**WHAT TO DO**
Your answer must be a single number: how many lines in the records include the word "this".

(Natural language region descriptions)
┄┄┄┄┄┄┄┄┄┄

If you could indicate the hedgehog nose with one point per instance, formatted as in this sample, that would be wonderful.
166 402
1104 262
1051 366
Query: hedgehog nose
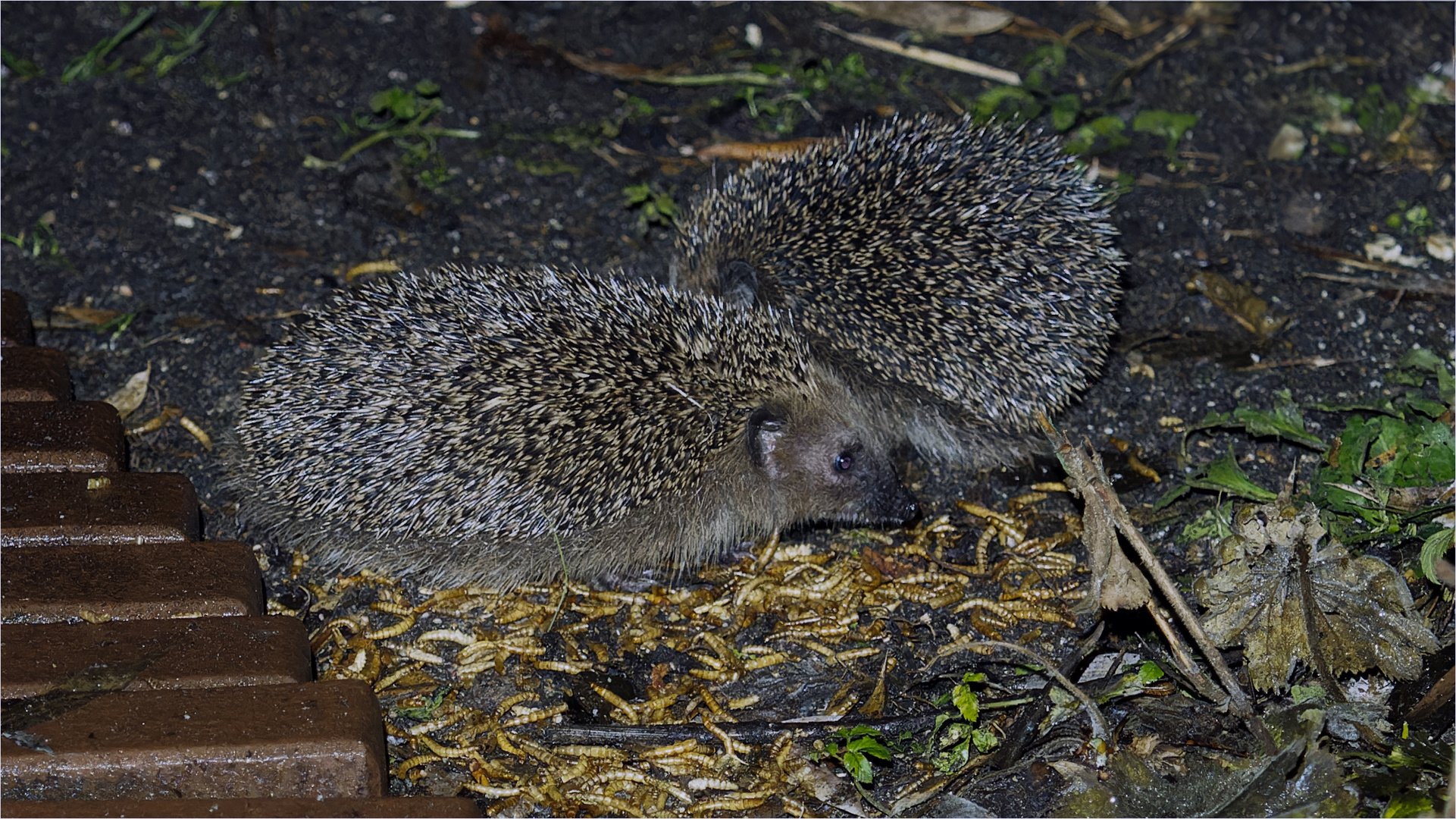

┄┄┄┄┄┄┄┄┄┄

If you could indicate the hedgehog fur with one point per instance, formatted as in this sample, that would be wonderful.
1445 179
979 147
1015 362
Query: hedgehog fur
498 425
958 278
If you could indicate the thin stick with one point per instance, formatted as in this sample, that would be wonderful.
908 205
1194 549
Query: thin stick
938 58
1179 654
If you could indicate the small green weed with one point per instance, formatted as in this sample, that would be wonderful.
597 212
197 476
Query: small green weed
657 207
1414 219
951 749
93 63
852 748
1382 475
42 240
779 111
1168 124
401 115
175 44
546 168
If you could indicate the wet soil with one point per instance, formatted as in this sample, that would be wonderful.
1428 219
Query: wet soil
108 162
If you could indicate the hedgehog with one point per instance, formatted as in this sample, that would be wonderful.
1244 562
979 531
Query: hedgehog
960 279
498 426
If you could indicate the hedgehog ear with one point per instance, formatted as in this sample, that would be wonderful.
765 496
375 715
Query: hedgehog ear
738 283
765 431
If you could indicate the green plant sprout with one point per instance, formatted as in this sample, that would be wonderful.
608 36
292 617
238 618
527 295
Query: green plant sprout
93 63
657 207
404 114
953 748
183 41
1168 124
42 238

┄┄┄┄┄┄┄┄┄┄

**SOLUTION BELOW**
8